Stored items
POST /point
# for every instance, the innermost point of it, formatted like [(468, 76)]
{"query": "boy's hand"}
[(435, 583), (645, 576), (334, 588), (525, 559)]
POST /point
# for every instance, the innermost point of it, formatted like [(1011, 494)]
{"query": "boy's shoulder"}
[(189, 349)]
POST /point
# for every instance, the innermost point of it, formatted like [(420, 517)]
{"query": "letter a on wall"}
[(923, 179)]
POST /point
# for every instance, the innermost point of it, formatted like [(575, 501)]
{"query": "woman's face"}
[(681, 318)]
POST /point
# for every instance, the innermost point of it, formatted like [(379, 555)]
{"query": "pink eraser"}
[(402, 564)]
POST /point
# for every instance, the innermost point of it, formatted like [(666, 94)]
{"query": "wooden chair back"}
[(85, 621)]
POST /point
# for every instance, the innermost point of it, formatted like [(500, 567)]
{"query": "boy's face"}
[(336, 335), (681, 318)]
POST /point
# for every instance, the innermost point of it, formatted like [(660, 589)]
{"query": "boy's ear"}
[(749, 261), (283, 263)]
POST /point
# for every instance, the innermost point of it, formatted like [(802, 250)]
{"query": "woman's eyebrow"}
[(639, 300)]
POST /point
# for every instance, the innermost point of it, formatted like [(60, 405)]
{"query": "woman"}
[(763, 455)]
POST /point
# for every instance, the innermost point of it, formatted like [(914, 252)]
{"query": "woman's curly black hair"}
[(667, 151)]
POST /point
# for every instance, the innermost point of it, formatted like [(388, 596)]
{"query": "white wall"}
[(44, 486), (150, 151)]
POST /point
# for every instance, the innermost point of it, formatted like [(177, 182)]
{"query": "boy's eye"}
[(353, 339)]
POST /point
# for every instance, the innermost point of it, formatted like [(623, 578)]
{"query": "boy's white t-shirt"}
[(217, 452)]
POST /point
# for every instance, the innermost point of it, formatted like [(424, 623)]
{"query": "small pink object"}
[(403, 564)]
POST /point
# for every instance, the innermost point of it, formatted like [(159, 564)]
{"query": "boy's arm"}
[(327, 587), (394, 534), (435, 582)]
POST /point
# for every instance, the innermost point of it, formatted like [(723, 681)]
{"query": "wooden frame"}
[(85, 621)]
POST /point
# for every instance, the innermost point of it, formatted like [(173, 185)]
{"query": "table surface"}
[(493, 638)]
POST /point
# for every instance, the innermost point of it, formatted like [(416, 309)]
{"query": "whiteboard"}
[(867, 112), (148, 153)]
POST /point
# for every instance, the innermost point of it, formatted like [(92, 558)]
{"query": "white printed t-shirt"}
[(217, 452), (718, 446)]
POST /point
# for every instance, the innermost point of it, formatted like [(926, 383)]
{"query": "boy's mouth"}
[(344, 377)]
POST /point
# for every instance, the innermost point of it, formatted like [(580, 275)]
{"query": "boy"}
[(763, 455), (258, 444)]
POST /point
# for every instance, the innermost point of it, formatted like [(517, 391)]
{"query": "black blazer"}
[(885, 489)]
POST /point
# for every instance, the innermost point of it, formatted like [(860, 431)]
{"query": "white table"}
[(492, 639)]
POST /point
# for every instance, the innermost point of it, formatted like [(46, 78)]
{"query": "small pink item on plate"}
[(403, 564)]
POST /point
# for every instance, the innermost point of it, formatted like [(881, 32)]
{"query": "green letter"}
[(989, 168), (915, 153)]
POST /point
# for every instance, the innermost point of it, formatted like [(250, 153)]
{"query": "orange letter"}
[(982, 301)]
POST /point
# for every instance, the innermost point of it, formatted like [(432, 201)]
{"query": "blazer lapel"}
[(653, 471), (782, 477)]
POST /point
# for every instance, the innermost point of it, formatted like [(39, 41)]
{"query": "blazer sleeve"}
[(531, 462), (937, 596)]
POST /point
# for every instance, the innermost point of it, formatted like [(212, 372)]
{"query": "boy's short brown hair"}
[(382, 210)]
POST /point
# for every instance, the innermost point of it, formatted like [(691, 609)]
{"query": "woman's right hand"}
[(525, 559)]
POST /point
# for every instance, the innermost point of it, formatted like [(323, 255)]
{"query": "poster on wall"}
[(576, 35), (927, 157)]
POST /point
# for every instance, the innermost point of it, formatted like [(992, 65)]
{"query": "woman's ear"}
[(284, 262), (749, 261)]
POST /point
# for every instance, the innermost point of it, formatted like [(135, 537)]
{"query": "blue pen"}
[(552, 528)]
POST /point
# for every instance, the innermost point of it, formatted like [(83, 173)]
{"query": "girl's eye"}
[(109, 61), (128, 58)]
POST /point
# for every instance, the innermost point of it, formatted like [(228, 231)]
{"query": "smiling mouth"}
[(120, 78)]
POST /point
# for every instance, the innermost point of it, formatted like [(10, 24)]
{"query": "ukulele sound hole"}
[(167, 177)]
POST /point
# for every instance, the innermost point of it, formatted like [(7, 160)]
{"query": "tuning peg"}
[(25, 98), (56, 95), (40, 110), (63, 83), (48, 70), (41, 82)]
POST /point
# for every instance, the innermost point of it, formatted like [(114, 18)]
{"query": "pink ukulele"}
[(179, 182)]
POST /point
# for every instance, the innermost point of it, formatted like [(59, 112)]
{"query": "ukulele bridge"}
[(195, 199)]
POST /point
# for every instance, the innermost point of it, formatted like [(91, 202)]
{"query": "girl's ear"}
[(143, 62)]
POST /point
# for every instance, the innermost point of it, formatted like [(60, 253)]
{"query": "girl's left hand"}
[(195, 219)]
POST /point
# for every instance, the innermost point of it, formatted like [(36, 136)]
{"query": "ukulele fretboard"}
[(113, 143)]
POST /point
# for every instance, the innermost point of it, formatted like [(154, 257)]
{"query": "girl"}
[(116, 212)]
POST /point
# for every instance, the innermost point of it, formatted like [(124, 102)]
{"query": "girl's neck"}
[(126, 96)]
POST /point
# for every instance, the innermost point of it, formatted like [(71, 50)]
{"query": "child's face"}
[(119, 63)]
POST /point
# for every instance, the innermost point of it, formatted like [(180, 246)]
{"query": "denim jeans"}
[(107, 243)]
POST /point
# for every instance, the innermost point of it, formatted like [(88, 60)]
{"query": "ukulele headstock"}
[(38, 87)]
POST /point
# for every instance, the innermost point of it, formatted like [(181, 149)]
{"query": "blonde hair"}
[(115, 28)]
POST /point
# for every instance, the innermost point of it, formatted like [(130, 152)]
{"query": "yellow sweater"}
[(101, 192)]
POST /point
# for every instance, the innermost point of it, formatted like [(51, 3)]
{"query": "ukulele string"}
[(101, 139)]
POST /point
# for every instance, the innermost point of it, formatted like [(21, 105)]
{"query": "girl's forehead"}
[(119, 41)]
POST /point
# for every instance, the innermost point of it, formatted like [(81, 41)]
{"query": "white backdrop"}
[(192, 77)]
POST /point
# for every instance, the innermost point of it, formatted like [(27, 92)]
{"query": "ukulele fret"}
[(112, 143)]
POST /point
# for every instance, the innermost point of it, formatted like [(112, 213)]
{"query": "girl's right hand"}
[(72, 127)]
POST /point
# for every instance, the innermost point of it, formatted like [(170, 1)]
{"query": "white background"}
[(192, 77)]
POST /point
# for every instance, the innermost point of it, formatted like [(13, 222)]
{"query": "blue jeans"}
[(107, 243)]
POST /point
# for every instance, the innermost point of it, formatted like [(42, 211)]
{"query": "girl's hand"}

§ **Problem description**
Take the entries above and copy them out exactly.

§ **Completed task**
POST /point
# for every instance, the innermost point of it, formatted like [(468, 76)]
{"query": "boy's hand"}
[(435, 583), (645, 576), (334, 588), (525, 559)]
POST /point
# for every instance, the innermost point of it, formatted like [(1011, 494)]
{"query": "boy's shoulder"}
[(189, 349)]
POST /point
# for every instance, the innermost point of it, formatted like [(420, 517)]
{"query": "letter a on wall"}
[(923, 179)]
POST /point
# for every instance, the innermost point of it, formatted like [(575, 501)]
{"query": "woman's face"}
[(681, 318)]
POST /point
# for every instance, the innermost point of it, formatted like [(379, 555)]
{"query": "pink eraser"}
[(402, 564)]
POST /point
# for every instance, the innermost point of it, formatted like [(666, 94)]
{"query": "wooden chair back"}
[(85, 621)]
POST /point
# for every instance, the innermost point of it, formatted like [(500, 567)]
{"query": "boy's face"}
[(336, 335), (681, 318)]
POST /point
# for every instance, the innermost point of it, formatted like [(660, 589)]
{"query": "boy's ear"}
[(749, 261), (283, 263)]
POST /point
# for every instance, the innermost point of it, formatted like [(802, 250)]
{"query": "woman's eyebrow"}
[(639, 300)]
POST /point
# for every instance, the innermost point of it, formatted like [(60, 405)]
{"query": "woman"}
[(763, 455)]
POST /point
# for every instance, the innermost point of it, formatted like [(914, 252)]
{"query": "woman's curly black hair"}
[(667, 151)]
POST /point
# for every instance, the innermost point of it, formatted like [(388, 596)]
{"query": "white wall"}
[(44, 486), (150, 151)]
POST /point
# for every instance, the innermost point of it, formatted like [(177, 182)]
{"query": "boy's eye"}
[(353, 339)]
POST /point
# for every instance, the innermost point of it, formatted like [(623, 578)]
{"query": "boy's white t-shirt"}
[(217, 452)]
POST /point
# for every instance, the innermost point of it, formatted like [(424, 623)]
{"query": "small pink object"}
[(403, 564)]
POST /point
# for every instance, the innermost point of it, formatted like [(159, 564)]
{"query": "boy's arm"}
[(327, 587), (394, 534), (435, 582)]
POST /point
# for every instance, the innermost point of it, formatted like [(723, 681)]
{"query": "wooden frame"}
[(85, 621)]
POST /point
# for every instance, the innermost point of it, formatted like [(173, 185)]
{"query": "table surface"}
[(493, 638)]
POST /point
# for every instance, the innermost point of it, formatted like [(416, 309)]
{"query": "whiteboard"}
[(867, 112), (148, 153)]
POST /point
# for every instance, the innermost point of it, formatted like [(92, 558)]
{"query": "white printed t-shirt"}
[(217, 452), (718, 446)]
POST /point
# for every instance, the innermost point of it, formatted like [(926, 383)]
{"query": "boy's mouth"}
[(344, 377)]
POST /point
# for every instance, the innermost point of it, formatted like [(580, 275)]
{"query": "boy"}
[(763, 455), (258, 444)]
POST /point
# for every instance, the innermost point of it, formatted like [(517, 391)]
{"query": "black blazer"}
[(885, 489)]
POST /point
# for every instance, the innermost point of it, formatted like [(860, 431)]
{"query": "white table"}
[(492, 639)]
POST /point
# for every instance, the innermost point of it, formatted like [(46, 78)]
{"query": "small pink item on plate"}
[(403, 564)]
POST /point
# for every instance, the innermost point of it, formatted like [(881, 32)]
{"query": "green letter"}
[(989, 168), (915, 153)]
POST /point
# for every instance, the innermost point of it, formatted like [(250, 153)]
{"query": "orange letter"}
[(982, 301)]
POST /point
# for every instance, the innermost point of it, formatted like [(432, 201)]
{"query": "blazer lapel"}
[(653, 471), (782, 477)]
POST /point
# for every instance, the innermost point of it, formatted like [(39, 41)]
{"query": "blazer sleeve"}
[(531, 462), (937, 596)]
POST /point
# for every instance, the innermost point of it, formatted like [(212, 372)]
{"query": "boy's short brown hair"}
[(382, 210)]
POST /point
# for every instance, the innermost point of it, formatted like [(691, 609)]
{"query": "woman's right hand"}
[(525, 559)]
POST /point
# for every instance, the innermost point of it, formatted like [(323, 255)]
{"query": "poster on wall"}
[(576, 35), (927, 157)]
POST /point
# for every instance, the innermost point of it, formatted like [(992, 65)]
{"query": "woman's ear"}
[(284, 262), (749, 261)]
POST /point
# for every instance, the innermost point of it, formatted like [(135, 537)]
{"query": "blue pen"}
[(552, 528)]
POST /point
# for every instance, the innermost point of it, formatted like [(83, 173)]
{"query": "girl's eye"}
[(109, 61), (128, 58)]
POST /point
# for every instance, the innermost point of it, formatted like [(228, 231)]
{"query": "smiling mouth"}
[(120, 78)]
POST /point
# for every instance, the innermost point of it, formatted like [(10, 24)]
{"query": "ukulele sound hole"}
[(167, 177)]
POST /point
# for every instance, the innermost point of it, formatted like [(7, 160)]
{"query": "tuning peg"}
[(25, 98), (56, 95), (40, 110), (63, 83), (48, 70), (41, 82)]
POST /point
# for every instance, the innermost point of it, formatted like [(114, 18)]
{"query": "pink ukulele"}
[(179, 182)]
POST /point
# for every instance, the innermost point of it, formatted like [(59, 112)]
{"query": "ukulele bridge"}
[(195, 199)]
POST /point
# for every instance, the innermost point of it, formatted like [(91, 202)]
{"query": "girl's ear"}
[(143, 62)]
POST /point
# for every instance, the innermost point of it, formatted like [(60, 253)]
{"query": "girl's left hand"}
[(195, 219)]
POST /point
# for every instance, the innermost point of it, formatted like [(36, 136)]
{"query": "ukulele fretboard"}
[(113, 143)]
POST /point
# for every instance, the innermost point of it, formatted like [(154, 257)]
{"query": "girl"}
[(116, 212)]
POST /point
# for every instance, the innermost point of it, formatted like [(124, 102)]
{"query": "girl's neck"}
[(126, 96)]
POST /point
# for every instance, the innermost point of it, formatted like [(71, 50)]
{"query": "child's face"}
[(119, 63)]
POST /point
# for every instance, the innermost point of it, formatted like [(180, 246)]
{"query": "denim jeans"}
[(107, 243)]
POST /point
# for every instance, the innermost point of it, formatted like [(88, 60)]
{"query": "ukulele headstock"}
[(38, 87)]
POST /point
# for every instance, the innermost point of it, formatted like [(181, 149)]
{"query": "blonde hair"}
[(115, 28)]
POST /point
# for every instance, the innermost point of it, formatted like [(130, 152)]
{"query": "yellow sweater"}
[(101, 192)]
POST /point
# for every instance, the innermost point of it, formatted like [(51, 3)]
{"query": "ukulele string"}
[(101, 139)]
POST /point
# for every instance, the innermost point of it, formatted like [(21, 105)]
{"query": "girl's forehead"}
[(119, 41)]
POST /point
# for every instance, the innermost point of it, formatted like [(81, 41)]
{"query": "white backdrop"}
[(192, 77)]
POST /point
# for every instance, the innermost point of it, formatted like [(27, 92)]
{"query": "ukulele fret"}
[(112, 143)]
POST /point
# for every instance, the innermost point of it, formatted like [(112, 213)]
{"query": "girl's right hand"}
[(72, 127)]
POST /point
# for every instance, the innermost point of it, formatted like [(170, 1)]
{"query": "white background"}
[(192, 77)]
POST /point
# for every instance, the innermost point of it, formatted like [(13, 222)]
{"query": "blue jeans"}
[(107, 243)]
POST /point
# for every instance, the innermost point of it, formatted like [(42, 211)]
{"query": "girl's hand"}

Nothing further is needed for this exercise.